-- START Supplied passage --

NO. 2187 Philadelphia, 1981, Appeal from the Judgment of the Court of Common Pleas of Montgomery County, Civil Action, Law, No. 78-09783.
Timothy O. Nolen, Norristown, for appellants.
Rubin Mogul, Ardmore, for appellees.
Wickersham, Rowley and McEwen, JJ.
[ 312 Pa. Super. Page 196]
We here consider an appeal brought by defendants from a judgment entered in the amount of $4,487.97 against defendants and in favor of plaintiffs who had purchased from defendants a residential property in Plymouth Township, Montgomery County, in October of 1977. We affirm.*fn1
The amended complaint of the buyers, filed both in trespass and assumpsit, alleged that the sellers were aware that there were substantial and material damages to the premises and that the sellers deliberately, intentionally and deceitfully hid and concealed this damage so that it would not be ascertainable by the buyers. The complaint further alleged that as a result of the damages to the property, the buyers sustained damages for necessary repairs and replacements to the premises. The court found that the buyers proved that the sellers had taken affirmative measures to conceal structural defects in the garage wall and extensive water damage in the basement and further found that the sellers had removed a number of valuable electrical fixtures and curtain rods from the home prior to settlement.

-- END Supplied passage --

Aim: Repeat the court opinion word for word, starting at "NO. 2187 Philadelphia, 1981, Appeal" and ending at "Ardmore, for appellees.".

-- START Provided information --

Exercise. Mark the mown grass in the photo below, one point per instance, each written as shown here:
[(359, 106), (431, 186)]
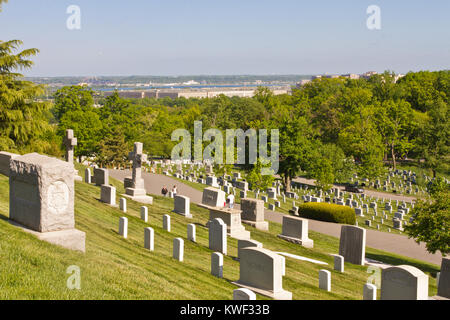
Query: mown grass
[(117, 268)]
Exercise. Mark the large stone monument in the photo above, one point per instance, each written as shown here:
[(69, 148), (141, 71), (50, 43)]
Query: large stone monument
[(135, 189), (403, 283), (41, 191), (70, 142), (253, 213), (296, 230), (261, 271), (444, 278), (352, 244)]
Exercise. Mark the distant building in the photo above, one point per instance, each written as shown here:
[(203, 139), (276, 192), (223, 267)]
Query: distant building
[(351, 76), (178, 93), (368, 74), (302, 83)]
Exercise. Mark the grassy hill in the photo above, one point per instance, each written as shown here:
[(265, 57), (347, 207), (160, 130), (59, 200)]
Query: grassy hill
[(117, 268)]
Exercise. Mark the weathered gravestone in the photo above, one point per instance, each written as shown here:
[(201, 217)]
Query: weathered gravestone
[(403, 283), (295, 230), (87, 175), (218, 236), (261, 271), (232, 218), (70, 142), (5, 158), (352, 244), (178, 249), (135, 189), (101, 176), (217, 264), (41, 199), (108, 194), (243, 294), (253, 213), (182, 206), (444, 279), (213, 197), (212, 181), (242, 243)]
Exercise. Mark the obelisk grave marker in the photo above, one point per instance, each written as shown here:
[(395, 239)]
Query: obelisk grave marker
[(136, 187), (70, 142)]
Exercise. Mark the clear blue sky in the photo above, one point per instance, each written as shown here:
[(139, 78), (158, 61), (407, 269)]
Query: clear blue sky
[(180, 37)]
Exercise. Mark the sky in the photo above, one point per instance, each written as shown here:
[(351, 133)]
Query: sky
[(211, 37)]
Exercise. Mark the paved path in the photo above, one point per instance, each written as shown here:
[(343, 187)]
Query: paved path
[(394, 243), (371, 193)]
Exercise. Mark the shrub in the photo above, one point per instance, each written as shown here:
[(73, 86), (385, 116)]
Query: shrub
[(327, 212)]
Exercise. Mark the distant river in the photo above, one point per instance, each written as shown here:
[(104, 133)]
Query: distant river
[(190, 87)]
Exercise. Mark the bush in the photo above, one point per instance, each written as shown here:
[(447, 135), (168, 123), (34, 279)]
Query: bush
[(327, 212)]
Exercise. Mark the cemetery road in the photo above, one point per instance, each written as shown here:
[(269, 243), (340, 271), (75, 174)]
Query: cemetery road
[(398, 244)]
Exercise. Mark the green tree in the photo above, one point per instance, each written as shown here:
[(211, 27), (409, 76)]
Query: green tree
[(431, 222), (24, 121)]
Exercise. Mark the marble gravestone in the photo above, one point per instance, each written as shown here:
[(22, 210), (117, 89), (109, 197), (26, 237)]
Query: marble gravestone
[(253, 213), (232, 218), (295, 230), (218, 236), (41, 200), (213, 197), (70, 142), (135, 188), (5, 158), (444, 278), (352, 244), (101, 176), (261, 271), (182, 206), (403, 283)]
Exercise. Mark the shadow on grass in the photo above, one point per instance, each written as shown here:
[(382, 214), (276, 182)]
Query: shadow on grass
[(425, 267)]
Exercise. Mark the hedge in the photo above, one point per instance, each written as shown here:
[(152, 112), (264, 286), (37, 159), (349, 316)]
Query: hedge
[(327, 212)]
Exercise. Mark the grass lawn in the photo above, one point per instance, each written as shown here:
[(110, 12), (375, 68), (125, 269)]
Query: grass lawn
[(117, 268)]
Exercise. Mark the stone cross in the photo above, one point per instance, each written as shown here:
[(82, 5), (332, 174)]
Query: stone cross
[(70, 142), (138, 158)]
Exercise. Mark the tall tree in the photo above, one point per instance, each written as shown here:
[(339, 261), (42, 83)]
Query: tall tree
[(24, 121)]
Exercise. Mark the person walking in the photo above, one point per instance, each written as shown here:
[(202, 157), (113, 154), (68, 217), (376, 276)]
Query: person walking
[(174, 191), (230, 200)]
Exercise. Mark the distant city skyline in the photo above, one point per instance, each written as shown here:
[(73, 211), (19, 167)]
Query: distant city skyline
[(207, 37)]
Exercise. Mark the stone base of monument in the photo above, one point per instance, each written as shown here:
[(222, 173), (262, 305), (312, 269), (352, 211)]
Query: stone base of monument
[(307, 243), (187, 215), (260, 225), (72, 239), (138, 195), (76, 176), (279, 295), (232, 218)]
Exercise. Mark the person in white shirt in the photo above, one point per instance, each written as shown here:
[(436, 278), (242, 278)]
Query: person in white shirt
[(230, 199)]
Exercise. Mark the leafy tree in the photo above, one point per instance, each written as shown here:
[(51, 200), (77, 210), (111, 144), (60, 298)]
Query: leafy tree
[(24, 121), (433, 141), (322, 171), (431, 222)]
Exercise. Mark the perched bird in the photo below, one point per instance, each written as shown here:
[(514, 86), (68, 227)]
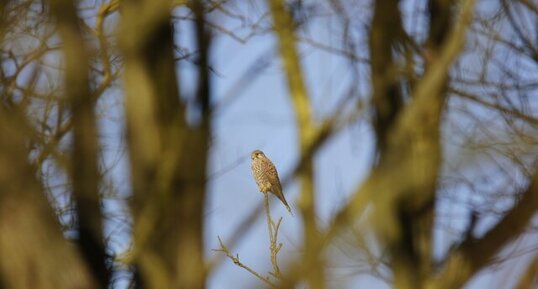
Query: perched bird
[(266, 176)]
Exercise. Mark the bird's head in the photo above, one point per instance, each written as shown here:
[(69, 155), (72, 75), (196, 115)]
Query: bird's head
[(257, 154)]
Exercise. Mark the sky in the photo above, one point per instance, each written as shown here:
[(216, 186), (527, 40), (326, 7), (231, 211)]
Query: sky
[(254, 111)]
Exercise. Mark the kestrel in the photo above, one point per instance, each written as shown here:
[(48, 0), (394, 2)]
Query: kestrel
[(266, 176)]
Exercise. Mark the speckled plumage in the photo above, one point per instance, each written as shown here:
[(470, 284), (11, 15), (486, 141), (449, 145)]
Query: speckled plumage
[(266, 176)]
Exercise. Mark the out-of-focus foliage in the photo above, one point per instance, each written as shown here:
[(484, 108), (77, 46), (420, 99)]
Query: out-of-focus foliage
[(447, 87)]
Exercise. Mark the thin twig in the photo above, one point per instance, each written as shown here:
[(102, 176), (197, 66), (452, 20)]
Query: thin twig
[(273, 234), (236, 261)]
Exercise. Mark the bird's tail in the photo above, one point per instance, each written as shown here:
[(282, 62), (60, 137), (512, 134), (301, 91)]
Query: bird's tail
[(280, 196)]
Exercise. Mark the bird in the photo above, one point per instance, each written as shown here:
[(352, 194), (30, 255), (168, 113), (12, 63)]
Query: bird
[(266, 176)]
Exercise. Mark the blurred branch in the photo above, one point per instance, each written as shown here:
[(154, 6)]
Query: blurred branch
[(528, 279), (84, 169)]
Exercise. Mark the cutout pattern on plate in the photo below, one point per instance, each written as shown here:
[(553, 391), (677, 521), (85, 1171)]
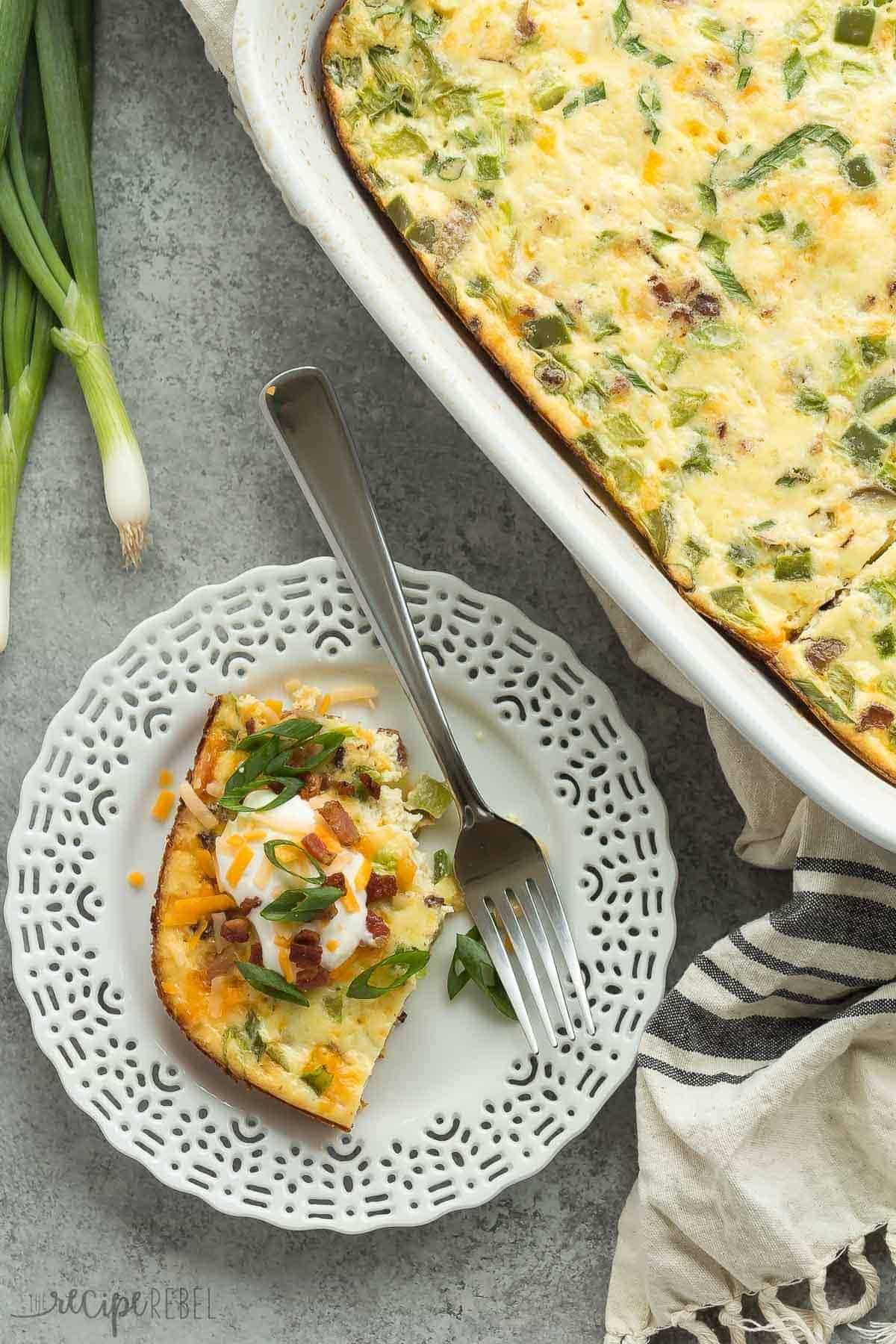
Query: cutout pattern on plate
[(108, 1042)]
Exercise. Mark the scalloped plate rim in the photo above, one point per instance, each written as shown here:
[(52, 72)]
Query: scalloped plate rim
[(119, 1140)]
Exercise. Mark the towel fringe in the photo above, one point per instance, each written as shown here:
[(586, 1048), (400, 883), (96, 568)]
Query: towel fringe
[(793, 1324)]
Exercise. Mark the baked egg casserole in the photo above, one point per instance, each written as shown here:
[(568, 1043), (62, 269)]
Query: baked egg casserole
[(294, 907), (672, 225)]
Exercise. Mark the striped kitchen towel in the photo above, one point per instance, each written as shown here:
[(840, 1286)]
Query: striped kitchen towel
[(766, 1086)]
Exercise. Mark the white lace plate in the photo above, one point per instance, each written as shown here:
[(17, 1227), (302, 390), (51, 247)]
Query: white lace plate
[(458, 1109)]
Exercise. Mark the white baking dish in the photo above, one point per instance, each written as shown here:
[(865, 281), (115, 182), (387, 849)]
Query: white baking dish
[(277, 60)]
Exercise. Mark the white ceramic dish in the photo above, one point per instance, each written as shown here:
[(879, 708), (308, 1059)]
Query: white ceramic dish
[(277, 60), (458, 1109)]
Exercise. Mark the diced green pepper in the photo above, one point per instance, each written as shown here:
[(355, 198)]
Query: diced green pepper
[(430, 796), (450, 169), (399, 213), (874, 349), (544, 332), (886, 641), (550, 96), (842, 683), (864, 445), (488, 167), (623, 430), (859, 172), (855, 26), (875, 393), (735, 603), (809, 402), (423, 234), (794, 569), (319, 1080), (590, 445), (667, 358), (684, 405), (659, 522)]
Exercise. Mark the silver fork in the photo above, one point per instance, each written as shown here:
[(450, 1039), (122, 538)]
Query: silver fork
[(499, 865)]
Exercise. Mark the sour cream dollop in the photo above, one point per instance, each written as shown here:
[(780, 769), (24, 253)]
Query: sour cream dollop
[(260, 880)]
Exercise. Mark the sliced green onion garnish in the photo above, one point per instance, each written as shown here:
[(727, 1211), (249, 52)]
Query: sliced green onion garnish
[(401, 967), (270, 983)]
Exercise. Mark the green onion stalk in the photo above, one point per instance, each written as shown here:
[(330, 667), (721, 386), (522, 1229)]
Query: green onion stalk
[(26, 349), (72, 288)]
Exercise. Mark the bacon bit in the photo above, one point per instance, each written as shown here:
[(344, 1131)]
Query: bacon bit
[(707, 305), (376, 927), (163, 804), (340, 823), (237, 930), (336, 880), (821, 652), (220, 964), (314, 846), (402, 750), (526, 28), (875, 717), (305, 948), (382, 886), (662, 292), (195, 804)]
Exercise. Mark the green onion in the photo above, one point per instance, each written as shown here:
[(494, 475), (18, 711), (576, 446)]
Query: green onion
[(684, 405), (809, 402), (794, 569), (442, 865), (402, 965), (470, 961), (886, 641), (74, 297), (270, 983), (795, 73), (822, 702), (650, 107), (790, 148), (630, 374), (855, 26)]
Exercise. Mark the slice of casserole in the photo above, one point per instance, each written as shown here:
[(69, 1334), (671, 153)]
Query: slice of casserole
[(292, 871), (669, 225)]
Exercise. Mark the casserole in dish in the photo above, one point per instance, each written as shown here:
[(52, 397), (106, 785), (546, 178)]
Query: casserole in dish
[(277, 54)]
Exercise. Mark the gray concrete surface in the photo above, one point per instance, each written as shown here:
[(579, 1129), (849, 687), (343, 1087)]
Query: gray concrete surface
[(210, 288)]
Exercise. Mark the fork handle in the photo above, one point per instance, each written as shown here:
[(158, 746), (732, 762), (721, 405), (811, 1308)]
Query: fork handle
[(308, 423)]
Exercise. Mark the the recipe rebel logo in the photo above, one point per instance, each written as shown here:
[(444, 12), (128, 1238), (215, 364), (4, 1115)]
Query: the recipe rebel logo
[(113, 1307)]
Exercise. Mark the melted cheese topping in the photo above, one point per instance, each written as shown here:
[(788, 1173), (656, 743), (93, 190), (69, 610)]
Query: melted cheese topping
[(672, 226), (245, 873)]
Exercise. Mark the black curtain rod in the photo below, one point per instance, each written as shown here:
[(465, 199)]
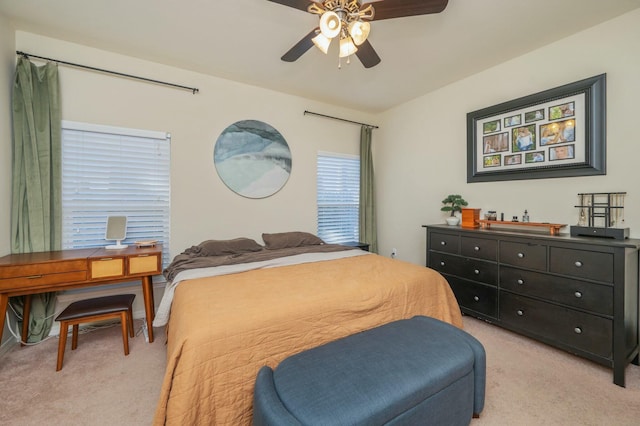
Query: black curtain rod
[(148, 80), (341, 119)]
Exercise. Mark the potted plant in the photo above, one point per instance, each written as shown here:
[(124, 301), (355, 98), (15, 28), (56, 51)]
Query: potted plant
[(453, 203)]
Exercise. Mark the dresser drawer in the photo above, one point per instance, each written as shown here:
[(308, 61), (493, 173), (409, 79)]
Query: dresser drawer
[(472, 269), (574, 293), (444, 242), (532, 256), (445, 263), (475, 297), (560, 325), (592, 265), (480, 248)]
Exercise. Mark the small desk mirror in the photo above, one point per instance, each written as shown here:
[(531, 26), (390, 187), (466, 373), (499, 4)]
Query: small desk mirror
[(116, 230)]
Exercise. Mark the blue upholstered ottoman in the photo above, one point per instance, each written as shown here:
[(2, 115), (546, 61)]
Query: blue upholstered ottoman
[(419, 371)]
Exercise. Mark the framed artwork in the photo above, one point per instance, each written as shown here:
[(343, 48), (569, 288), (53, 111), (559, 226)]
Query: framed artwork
[(252, 159), (559, 132)]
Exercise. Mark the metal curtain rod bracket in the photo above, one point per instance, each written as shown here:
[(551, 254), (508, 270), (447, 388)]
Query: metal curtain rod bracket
[(341, 119), (193, 90)]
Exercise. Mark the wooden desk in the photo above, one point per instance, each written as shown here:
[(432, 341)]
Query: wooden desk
[(30, 273)]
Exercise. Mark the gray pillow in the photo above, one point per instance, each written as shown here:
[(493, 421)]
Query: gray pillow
[(226, 247), (290, 239)]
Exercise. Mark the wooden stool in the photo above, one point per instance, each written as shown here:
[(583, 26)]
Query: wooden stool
[(96, 309)]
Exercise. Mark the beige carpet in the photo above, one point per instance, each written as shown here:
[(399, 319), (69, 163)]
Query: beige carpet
[(528, 383)]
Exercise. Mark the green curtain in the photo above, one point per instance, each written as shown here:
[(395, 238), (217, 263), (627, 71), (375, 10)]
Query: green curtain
[(36, 223), (368, 230)]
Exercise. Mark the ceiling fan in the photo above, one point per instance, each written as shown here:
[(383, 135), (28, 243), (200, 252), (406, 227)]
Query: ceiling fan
[(348, 21)]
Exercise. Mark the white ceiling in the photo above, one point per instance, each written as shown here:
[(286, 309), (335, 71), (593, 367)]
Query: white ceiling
[(243, 40)]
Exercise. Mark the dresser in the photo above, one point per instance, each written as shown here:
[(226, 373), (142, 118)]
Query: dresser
[(30, 273), (579, 294)]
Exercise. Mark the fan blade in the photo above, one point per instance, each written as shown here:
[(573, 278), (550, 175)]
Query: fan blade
[(301, 47), (296, 4), (367, 55), (390, 9)]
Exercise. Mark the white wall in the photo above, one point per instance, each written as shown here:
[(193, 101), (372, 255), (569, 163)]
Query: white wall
[(422, 154), (7, 66), (202, 207)]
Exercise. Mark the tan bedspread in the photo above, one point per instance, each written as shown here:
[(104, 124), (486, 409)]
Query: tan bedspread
[(223, 329)]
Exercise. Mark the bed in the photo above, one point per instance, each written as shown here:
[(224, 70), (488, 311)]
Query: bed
[(257, 307)]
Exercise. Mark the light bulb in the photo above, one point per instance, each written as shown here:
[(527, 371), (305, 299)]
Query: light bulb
[(359, 31), (330, 24), (321, 42), (347, 47)]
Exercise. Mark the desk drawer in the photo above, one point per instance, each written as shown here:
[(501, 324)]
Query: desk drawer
[(44, 268), (106, 267), (36, 281), (144, 264)]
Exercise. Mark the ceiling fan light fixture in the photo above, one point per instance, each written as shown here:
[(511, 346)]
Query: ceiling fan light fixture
[(347, 47), (359, 31), (330, 24), (322, 42)]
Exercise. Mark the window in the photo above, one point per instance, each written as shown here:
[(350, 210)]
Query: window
[(338, 197), (109, 171)]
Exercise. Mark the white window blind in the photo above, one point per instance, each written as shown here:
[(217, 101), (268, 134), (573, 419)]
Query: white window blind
[(338, 192), (110, 171)]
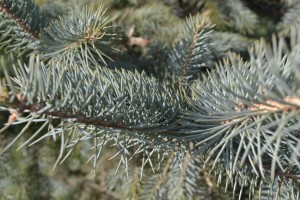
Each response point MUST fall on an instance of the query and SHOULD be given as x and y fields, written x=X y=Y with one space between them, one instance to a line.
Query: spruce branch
x=247 y=114
x=96 y=102
x=80 y=35
x=192 y=52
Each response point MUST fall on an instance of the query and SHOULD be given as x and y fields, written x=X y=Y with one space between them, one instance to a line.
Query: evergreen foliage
x=186 y=99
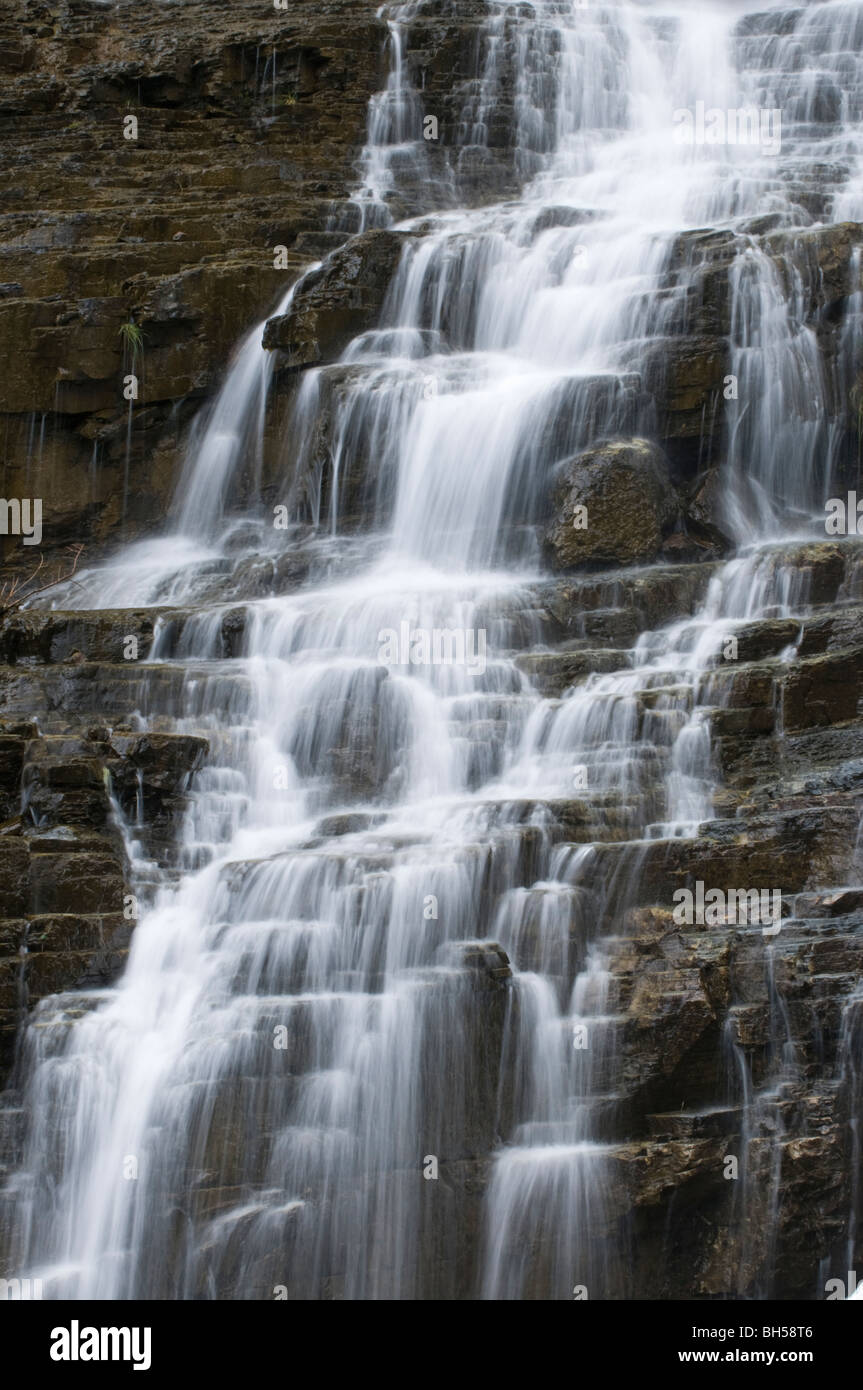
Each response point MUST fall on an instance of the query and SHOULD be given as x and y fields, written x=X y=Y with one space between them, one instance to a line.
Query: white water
x=260 y=1165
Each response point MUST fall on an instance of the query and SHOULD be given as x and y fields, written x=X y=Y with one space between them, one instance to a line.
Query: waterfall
x=380 y=959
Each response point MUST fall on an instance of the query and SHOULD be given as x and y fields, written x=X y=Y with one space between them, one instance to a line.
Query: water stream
x=298 y=1030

-- END Provided information --

Exercise response:
NO. 2187 Philadelphia, 1981, Appeal from the Judgment of the Court of Common Pleas of Montgomery County, Civil Action, Law, No. 78-09783.
Timothy O. Nolen, Norristown, for appellants.
Rubin Mogul, Ardmore, for appellees.